Please transcribe the data below exactly. Leave the pictures out.

#### Input for this task ####

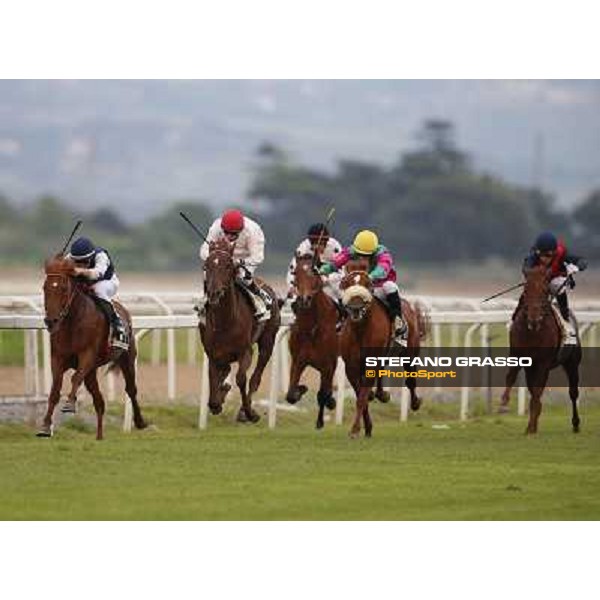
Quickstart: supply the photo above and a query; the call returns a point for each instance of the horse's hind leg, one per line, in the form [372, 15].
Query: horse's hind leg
[91, 383]
[126, 363]
[511, 377]
[572, 370]
[415, 401]
[246, 412]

####

*Written response*.
Quickstart: supply the photo above and a query; the call returns a point for each instance of the horse's hind leg, one per line, in the form [372, 15].
Query: horse's hind leg
[91, 383]
[126, 363]
[511, 377]
[572, 370]
[415, 401]
[246, 412]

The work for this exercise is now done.